DATA EXTRACT:
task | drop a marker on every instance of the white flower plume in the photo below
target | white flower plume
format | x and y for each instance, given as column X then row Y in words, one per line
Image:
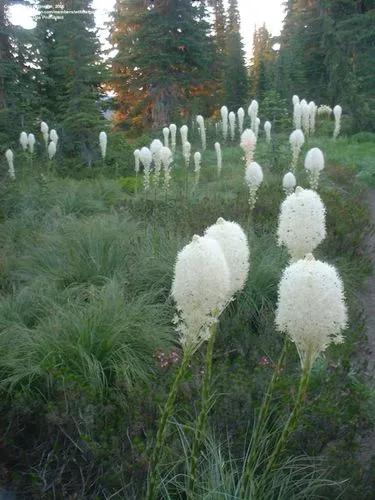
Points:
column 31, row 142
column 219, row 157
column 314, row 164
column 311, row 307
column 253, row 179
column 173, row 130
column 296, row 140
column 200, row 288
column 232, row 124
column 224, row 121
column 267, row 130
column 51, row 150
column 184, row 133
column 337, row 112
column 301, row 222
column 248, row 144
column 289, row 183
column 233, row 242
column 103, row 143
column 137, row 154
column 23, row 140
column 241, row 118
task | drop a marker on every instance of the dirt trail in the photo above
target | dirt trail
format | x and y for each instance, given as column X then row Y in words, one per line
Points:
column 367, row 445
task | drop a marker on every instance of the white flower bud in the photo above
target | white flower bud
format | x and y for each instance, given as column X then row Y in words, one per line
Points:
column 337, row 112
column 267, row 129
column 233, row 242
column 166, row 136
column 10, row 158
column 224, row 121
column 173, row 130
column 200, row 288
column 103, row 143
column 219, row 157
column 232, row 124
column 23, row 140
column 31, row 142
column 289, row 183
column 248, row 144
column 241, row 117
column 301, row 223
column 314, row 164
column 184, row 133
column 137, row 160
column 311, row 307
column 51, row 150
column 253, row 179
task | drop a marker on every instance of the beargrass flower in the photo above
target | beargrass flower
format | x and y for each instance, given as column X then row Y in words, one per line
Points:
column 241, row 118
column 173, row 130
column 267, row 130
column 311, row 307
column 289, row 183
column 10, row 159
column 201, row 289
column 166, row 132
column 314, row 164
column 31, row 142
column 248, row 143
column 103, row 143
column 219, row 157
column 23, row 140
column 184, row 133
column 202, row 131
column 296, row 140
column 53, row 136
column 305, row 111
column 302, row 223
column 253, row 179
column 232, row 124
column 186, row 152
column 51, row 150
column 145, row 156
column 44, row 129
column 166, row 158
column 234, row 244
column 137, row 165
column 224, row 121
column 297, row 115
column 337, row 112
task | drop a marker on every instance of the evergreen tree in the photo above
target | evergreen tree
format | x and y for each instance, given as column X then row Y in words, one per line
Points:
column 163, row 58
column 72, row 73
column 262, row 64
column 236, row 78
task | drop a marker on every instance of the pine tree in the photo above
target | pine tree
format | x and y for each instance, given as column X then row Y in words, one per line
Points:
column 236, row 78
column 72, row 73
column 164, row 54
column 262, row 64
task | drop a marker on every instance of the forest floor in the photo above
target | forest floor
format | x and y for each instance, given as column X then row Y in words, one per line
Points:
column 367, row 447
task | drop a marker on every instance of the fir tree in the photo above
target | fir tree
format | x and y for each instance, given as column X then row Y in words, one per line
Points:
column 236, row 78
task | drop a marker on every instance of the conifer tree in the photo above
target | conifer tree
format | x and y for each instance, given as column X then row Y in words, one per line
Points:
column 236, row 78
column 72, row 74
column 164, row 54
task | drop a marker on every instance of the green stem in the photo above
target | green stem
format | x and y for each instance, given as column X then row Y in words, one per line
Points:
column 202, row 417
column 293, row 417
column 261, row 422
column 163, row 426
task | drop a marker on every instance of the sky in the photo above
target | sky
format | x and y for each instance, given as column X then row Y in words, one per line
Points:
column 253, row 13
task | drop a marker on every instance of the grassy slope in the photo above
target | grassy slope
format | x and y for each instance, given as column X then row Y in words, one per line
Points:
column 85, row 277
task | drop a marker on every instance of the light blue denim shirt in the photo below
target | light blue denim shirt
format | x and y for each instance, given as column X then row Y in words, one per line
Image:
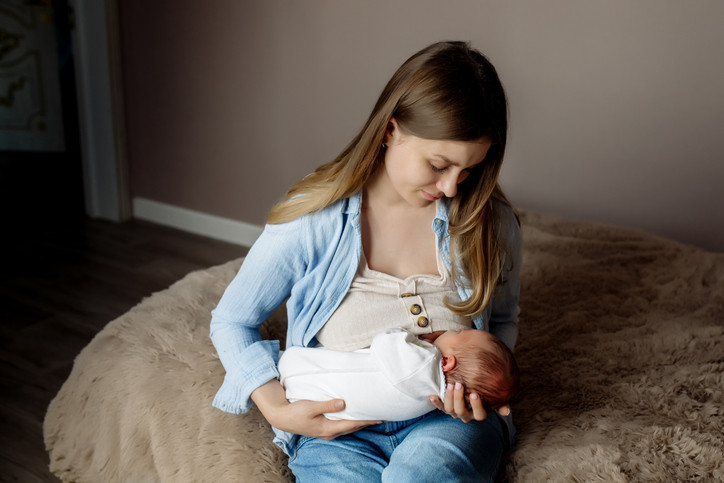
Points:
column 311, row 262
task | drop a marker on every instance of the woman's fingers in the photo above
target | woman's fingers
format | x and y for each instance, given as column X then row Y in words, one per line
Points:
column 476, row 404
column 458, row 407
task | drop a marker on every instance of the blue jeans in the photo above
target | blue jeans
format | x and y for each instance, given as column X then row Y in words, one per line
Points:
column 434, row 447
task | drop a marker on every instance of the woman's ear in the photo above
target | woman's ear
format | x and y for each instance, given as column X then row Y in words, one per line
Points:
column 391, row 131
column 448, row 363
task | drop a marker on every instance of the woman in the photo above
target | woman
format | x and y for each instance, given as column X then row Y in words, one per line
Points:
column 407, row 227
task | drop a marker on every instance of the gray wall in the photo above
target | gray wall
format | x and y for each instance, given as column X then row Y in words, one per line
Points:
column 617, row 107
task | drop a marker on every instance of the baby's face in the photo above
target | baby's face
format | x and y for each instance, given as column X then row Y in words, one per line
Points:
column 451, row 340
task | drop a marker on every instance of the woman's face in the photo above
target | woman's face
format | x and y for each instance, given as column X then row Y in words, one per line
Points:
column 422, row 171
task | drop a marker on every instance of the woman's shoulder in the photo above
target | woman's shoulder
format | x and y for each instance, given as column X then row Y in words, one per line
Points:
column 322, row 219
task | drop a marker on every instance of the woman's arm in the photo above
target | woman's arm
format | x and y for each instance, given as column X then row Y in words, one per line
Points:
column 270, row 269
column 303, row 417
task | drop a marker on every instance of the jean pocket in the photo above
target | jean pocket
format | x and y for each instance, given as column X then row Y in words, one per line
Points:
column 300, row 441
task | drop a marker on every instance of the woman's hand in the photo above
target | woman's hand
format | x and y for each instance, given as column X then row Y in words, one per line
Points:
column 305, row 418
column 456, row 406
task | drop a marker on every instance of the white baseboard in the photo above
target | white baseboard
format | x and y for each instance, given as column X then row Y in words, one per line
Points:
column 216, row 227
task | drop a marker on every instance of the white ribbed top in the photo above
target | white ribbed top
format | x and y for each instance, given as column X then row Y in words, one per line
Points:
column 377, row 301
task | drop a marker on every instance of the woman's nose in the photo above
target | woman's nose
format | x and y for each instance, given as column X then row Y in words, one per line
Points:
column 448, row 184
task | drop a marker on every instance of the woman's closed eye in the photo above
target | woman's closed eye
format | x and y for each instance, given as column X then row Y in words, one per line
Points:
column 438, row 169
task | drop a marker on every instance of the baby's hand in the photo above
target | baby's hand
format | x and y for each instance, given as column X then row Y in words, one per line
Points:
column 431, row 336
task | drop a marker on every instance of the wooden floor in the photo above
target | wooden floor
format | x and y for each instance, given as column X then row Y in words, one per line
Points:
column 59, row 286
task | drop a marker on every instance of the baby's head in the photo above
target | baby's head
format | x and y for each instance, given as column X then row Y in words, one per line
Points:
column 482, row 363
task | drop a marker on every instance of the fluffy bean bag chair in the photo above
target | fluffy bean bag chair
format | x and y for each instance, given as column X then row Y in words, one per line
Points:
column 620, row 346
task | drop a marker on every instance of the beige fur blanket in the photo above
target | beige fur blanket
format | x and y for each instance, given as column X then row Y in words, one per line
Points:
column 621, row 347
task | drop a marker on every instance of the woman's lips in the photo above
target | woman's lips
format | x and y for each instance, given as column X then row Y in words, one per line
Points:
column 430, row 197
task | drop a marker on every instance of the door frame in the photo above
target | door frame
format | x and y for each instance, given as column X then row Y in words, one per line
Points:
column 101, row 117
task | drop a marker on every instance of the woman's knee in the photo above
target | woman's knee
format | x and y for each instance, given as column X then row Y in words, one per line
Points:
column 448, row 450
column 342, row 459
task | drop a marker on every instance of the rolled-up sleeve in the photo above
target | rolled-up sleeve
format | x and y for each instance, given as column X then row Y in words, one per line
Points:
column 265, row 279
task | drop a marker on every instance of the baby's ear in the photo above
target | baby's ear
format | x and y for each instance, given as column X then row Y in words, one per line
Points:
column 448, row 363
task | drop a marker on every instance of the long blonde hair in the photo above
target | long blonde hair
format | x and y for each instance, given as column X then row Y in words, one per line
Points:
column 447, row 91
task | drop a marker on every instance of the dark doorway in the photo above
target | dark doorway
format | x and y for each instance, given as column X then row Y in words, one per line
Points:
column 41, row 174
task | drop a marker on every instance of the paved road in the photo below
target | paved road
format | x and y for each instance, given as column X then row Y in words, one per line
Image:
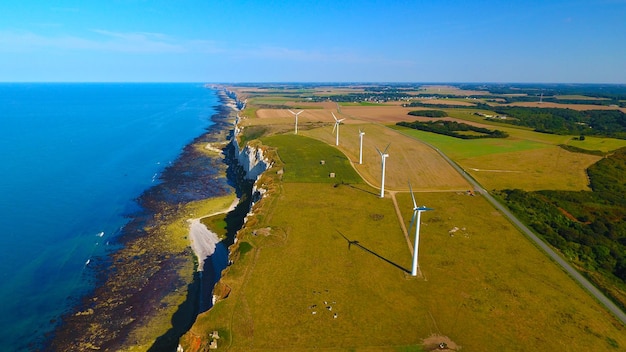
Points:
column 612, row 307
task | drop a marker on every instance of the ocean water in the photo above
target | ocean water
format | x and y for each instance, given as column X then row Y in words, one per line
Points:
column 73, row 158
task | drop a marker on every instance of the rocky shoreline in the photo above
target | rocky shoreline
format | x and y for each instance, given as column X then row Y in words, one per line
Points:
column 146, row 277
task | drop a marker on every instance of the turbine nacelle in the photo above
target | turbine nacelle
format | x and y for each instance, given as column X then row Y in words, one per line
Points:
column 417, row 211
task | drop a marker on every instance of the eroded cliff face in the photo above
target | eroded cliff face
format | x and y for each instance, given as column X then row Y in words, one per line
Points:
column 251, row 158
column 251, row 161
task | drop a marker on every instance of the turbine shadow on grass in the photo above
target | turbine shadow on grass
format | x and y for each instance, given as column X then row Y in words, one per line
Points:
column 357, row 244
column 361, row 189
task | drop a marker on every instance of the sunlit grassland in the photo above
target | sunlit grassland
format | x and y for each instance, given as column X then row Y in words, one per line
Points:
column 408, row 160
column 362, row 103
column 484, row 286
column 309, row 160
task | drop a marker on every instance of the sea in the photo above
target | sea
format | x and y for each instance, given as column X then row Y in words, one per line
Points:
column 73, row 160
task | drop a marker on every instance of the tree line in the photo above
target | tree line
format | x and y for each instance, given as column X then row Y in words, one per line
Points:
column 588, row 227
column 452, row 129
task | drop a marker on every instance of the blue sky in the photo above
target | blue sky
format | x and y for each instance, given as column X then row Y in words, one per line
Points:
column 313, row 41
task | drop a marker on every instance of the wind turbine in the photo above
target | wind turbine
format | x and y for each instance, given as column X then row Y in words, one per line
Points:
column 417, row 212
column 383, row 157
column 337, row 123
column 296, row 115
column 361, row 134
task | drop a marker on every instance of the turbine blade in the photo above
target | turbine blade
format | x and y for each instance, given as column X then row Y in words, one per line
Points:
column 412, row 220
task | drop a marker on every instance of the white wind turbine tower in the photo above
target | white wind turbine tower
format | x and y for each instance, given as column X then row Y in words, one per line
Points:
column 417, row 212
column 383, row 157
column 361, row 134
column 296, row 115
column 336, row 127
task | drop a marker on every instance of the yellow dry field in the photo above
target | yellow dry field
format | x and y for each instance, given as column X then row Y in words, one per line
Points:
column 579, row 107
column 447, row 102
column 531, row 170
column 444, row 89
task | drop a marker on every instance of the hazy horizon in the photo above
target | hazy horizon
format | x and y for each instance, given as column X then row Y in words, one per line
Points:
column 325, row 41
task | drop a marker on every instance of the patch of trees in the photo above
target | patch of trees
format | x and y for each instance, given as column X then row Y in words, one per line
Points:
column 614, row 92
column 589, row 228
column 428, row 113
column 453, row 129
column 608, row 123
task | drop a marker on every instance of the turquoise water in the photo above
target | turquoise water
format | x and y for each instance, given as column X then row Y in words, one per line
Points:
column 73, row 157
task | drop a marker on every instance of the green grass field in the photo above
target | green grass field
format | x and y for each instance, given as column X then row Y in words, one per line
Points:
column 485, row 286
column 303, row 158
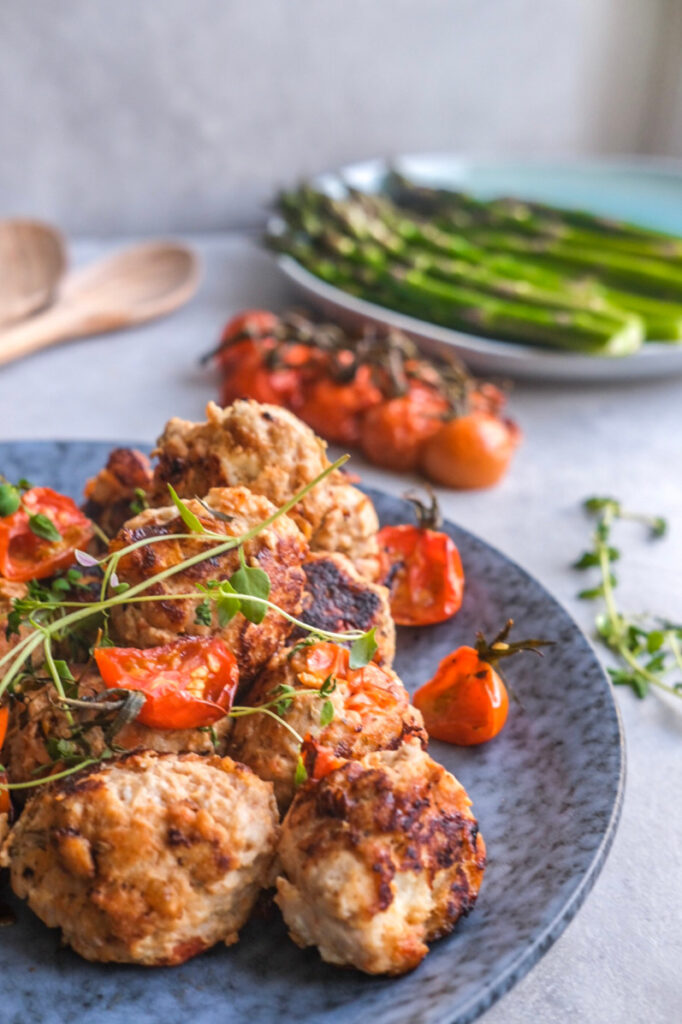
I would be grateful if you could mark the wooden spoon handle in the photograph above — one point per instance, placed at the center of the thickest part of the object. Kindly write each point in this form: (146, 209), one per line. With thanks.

STATED TASK: Rewrite the lines starting at the one containing "blade in the photo above" and ending at the one containing "column 412, row 220", replacing "turbine blade" with "rotor blade" and leaving everything else unchanged. Give only those lines.

REPLY TO THE EXERCISE:
task | drop a marker on every instance of the rotor blade in the photo above
target | rotor blade
format | x and y for each instance, given as column X then row Y in words, one per line
Points:
column 412, row 220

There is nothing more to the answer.